▸ Exercise task
Would you copy only the lines below, beginning with the one that contains "Locate the concrete" and running through the last entry line?

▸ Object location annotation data
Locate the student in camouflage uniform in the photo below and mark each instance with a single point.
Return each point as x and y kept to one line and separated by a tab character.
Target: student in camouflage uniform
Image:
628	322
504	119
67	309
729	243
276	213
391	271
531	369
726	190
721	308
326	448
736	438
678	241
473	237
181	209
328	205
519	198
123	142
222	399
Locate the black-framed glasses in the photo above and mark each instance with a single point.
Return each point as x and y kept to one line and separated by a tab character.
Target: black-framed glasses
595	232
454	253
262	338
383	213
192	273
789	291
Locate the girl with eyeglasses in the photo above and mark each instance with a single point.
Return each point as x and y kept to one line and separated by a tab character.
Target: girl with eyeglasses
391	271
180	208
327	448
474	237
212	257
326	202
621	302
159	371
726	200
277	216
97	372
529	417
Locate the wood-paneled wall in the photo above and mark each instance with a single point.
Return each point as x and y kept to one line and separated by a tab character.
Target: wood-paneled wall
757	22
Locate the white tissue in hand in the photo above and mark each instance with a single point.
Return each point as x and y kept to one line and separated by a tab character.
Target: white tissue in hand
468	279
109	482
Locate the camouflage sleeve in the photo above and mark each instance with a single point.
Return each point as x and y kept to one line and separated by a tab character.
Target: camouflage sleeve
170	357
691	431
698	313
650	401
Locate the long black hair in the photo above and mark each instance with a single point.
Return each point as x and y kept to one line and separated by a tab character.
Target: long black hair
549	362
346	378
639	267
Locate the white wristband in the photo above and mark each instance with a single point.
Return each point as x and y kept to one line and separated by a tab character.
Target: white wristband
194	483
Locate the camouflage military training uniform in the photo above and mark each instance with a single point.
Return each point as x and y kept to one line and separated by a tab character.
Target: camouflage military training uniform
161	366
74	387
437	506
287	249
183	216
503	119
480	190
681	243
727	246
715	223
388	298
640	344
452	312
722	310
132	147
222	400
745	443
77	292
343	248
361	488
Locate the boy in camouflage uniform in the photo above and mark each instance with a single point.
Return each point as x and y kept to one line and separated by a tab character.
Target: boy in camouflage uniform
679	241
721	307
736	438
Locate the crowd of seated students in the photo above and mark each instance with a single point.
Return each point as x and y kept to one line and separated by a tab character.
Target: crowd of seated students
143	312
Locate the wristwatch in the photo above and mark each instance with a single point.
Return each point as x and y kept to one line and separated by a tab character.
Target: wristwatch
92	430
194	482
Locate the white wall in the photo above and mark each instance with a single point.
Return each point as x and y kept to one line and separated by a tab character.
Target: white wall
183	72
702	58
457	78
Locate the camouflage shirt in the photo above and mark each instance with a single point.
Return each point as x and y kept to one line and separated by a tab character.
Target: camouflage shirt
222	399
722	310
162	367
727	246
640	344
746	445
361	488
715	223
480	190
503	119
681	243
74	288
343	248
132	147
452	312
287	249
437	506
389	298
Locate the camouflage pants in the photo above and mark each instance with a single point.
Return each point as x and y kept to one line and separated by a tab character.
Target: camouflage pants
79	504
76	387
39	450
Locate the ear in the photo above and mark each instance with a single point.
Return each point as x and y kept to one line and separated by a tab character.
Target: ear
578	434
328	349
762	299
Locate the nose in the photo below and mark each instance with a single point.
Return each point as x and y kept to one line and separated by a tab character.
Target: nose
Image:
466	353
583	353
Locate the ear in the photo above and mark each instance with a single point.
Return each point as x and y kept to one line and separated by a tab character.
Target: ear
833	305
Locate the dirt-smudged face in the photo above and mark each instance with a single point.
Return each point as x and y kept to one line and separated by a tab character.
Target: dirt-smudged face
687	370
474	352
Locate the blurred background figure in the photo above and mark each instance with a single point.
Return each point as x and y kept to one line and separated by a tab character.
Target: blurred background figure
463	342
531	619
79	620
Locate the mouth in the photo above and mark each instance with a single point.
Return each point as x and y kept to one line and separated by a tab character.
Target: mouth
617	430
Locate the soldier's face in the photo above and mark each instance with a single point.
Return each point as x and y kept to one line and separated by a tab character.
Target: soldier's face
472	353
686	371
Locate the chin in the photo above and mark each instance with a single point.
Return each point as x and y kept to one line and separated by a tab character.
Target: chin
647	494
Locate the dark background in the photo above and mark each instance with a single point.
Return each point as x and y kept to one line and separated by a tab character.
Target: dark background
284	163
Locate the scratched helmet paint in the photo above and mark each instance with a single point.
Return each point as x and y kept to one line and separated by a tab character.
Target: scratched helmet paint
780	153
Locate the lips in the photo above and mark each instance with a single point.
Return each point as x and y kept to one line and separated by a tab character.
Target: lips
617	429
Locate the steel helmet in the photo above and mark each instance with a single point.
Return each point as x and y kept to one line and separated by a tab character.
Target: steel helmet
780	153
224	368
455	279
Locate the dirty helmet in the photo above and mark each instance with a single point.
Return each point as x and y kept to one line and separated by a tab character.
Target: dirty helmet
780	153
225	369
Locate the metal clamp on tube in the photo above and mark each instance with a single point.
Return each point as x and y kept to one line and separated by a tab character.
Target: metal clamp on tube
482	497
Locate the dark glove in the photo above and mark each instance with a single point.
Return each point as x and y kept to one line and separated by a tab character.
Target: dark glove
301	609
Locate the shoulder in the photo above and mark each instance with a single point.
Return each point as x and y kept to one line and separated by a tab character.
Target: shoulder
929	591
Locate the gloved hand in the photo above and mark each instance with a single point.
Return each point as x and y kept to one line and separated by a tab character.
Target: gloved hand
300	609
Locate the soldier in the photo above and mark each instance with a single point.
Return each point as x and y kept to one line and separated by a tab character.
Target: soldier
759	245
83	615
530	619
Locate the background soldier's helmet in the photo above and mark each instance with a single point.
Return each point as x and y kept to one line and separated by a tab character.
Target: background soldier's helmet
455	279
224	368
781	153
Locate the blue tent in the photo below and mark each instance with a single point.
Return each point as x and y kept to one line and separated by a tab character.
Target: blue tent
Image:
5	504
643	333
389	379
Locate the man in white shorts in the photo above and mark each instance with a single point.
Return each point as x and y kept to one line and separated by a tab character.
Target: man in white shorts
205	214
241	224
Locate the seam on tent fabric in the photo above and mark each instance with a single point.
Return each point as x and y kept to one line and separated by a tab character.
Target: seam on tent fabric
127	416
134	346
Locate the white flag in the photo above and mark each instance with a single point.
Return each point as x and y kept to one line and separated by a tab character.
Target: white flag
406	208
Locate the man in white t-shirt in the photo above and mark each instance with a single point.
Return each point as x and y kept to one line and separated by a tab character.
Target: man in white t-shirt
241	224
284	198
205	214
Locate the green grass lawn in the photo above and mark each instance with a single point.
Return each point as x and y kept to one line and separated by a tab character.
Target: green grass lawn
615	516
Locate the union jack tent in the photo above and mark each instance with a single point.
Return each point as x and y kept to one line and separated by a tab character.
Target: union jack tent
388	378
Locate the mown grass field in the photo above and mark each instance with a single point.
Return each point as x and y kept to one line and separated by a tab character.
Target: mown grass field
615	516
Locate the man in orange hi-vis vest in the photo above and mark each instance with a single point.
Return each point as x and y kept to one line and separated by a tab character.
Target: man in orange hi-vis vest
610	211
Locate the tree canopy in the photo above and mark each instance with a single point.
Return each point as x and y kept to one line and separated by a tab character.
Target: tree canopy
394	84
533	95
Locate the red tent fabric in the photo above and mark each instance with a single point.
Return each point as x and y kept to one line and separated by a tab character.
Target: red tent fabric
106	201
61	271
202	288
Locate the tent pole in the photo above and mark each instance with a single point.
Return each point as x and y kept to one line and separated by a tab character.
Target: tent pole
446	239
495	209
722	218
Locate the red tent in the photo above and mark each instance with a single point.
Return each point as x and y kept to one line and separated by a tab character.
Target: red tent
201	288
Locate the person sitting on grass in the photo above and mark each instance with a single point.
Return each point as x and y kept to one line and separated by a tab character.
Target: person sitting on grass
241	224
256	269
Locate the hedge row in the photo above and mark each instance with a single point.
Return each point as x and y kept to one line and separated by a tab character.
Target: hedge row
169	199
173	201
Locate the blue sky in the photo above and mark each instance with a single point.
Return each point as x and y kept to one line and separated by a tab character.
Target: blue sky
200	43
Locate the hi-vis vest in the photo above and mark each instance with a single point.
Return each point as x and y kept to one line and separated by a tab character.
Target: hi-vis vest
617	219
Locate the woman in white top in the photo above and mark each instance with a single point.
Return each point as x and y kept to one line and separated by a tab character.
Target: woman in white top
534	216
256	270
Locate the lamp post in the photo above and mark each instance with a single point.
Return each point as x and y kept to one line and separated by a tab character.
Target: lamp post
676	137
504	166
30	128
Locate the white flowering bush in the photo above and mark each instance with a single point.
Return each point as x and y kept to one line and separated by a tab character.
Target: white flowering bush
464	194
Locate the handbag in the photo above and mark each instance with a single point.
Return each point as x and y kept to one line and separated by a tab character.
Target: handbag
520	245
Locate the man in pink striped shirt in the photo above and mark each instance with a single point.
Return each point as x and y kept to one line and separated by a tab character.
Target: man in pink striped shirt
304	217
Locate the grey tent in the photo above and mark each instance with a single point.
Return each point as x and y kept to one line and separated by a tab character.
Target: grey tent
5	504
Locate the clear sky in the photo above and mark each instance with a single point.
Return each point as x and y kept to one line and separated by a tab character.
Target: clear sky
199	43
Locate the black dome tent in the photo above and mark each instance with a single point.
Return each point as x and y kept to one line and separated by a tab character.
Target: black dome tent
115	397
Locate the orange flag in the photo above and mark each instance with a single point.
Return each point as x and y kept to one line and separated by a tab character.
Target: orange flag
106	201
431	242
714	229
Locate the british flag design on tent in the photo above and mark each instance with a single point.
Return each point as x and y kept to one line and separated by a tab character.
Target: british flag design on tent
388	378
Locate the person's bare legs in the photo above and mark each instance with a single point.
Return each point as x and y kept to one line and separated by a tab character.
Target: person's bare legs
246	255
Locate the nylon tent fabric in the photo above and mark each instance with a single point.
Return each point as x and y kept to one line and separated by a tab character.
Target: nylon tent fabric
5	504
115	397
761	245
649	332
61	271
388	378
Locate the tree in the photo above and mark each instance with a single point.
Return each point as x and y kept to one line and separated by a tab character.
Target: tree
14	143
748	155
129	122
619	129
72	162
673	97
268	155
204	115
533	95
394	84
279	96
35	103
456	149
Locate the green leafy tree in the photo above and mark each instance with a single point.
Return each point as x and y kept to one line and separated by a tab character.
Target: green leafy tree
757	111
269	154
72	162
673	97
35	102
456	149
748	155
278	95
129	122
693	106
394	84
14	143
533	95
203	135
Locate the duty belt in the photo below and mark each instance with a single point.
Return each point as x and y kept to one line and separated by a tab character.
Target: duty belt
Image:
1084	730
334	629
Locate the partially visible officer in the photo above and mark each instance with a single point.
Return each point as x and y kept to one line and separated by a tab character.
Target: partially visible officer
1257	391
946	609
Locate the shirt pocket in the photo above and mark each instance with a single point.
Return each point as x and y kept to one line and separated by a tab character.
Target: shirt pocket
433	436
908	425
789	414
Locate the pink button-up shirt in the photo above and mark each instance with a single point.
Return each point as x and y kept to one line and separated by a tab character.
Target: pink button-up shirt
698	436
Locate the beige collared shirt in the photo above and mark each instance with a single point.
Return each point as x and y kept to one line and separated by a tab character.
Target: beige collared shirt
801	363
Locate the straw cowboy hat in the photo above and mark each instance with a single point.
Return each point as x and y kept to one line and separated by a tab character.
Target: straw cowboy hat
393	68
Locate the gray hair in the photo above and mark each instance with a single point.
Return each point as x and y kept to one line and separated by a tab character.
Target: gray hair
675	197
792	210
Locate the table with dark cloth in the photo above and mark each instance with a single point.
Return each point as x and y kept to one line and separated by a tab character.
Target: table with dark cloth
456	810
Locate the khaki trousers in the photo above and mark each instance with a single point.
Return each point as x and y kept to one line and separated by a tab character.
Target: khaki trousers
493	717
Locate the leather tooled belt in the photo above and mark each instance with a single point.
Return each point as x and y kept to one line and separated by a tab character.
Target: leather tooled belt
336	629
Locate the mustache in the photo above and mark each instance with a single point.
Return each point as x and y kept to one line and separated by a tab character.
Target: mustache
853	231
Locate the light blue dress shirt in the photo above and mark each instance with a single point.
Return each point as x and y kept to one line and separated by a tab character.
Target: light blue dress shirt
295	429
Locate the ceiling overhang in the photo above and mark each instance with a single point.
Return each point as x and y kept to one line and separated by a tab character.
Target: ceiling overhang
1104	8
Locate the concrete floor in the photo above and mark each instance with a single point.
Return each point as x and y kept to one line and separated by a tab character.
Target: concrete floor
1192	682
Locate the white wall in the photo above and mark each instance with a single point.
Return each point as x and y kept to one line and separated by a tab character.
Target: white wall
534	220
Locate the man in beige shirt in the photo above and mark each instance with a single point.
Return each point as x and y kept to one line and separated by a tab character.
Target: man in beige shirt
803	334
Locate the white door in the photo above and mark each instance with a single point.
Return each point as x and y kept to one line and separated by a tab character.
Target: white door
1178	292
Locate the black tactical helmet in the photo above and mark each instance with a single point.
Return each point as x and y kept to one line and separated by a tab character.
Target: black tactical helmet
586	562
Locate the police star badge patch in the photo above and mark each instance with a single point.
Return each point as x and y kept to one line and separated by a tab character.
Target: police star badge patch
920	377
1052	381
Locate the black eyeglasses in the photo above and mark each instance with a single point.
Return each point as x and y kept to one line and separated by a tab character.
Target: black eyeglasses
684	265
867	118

▸ Solution for this problem
Locate the concrete floor in the photo above and mark each instance with a single point.
Return each point as x and y kept to one line and separated by a tab character.
Target: concrete floor
1192	682
Locate the white wall in the photo above and mark each instance with a single point.
Return each point as x and y kept to one line and separated by a tab character.
Target: white wall
534	220
Locate the man in beige shirt in the photo above and mark each instance with a single point.
Return each point as x and y kept to one line and separated by a tab character.
Target: man in beige shirt
803	334
Locate the white door in the photo above and mark each instance with a single point.
Return each point as x and y kept to one line and separated by a tab character.
Target: white door
1178	292
Locate the black tactical helmet in the photo above and mark each instance with a single point.
Return each point as x and y kept to one line and separated by a tab character.
Target: black tactical helmet
586	562
Locate the police star badge patch in the photo above and mark each instance with a single point.
Return each point as x and y kept to one line and separated by a tab character.
Target: police star badge patch
920	377
1052	381
Locate the black eyeglasses in the photo above and mark each instance with a single point.
Return each point as x and y kept to one line and separated by a tab character.
Target: black eyeglasses
684	265
867	118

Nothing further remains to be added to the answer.